The Przedbórz Synagogue was a wooden synagogue in Przedbórz, Poland.

History

A Jewish community is documented to have been established in Przedbórz by 1570. At the beginning of World War II, the town was 60% Jewish.

The building was erected after the previous synagogue burnt down in 1754, but completed by 1760, the date given on a wall painting.

It was destroyed in 1939.

Architecture

The synagogue of Przedbórz, regarded as one of Poland's "most beautiful" wooden synagogues, once drew tourists to the small town.

The synagogue, built on a stone foundation, featured a main hall 14.20 meters long with a women's balcony above a large vestibule or side hall. The barrel vaulted main hall rose to a height of 8.80 meters.  The wooden, barrel vaulted ceiling was paneled in wood in an intricate lunette and star motif that gave something of the impression of an intricate, curved lattice work. An elaborate, octagonal, Baroque Bimah rose in three tiers almost to the ceiling, but ended in a decorative finial topped by an eagle with wings outspread, and did not touch or support the roof. The Baroque Torah Ark was elaborately carved with lions rampant, floral decorations, and animals.

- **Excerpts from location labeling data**
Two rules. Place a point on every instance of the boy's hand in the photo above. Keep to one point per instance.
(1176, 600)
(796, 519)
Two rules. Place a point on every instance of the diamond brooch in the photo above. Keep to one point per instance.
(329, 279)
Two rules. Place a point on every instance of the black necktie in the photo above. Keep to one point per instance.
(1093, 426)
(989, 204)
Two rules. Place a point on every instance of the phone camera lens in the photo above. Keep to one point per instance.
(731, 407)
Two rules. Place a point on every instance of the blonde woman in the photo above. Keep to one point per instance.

- **Exercise**
Continue the text on the Przedbórz Synagogue, starting after its final sentence. The records have no connection to the text about the Przedbórz Synagogue.

- **Result of the exercise**
The walls were elaborately painted with a menorah, an illustration of Psalm 137 featuring trees beside the river of Babylon with musical instruments hanging form the branches, landscapes of towns, the texts of prayers surrounded by garlands of leaves and flowers, and other motifs. High on the north wall a painted legend read, "This is the work of Yehuda Leb's own hands, 1760."

Reconstruction project

In 2002, Congregation Beth Israel of Berkeley, California, in need of a new building, began a campaign to construct a replica of the Przedbórz Synagogue. The project had to be abandoned when fundraising fell short.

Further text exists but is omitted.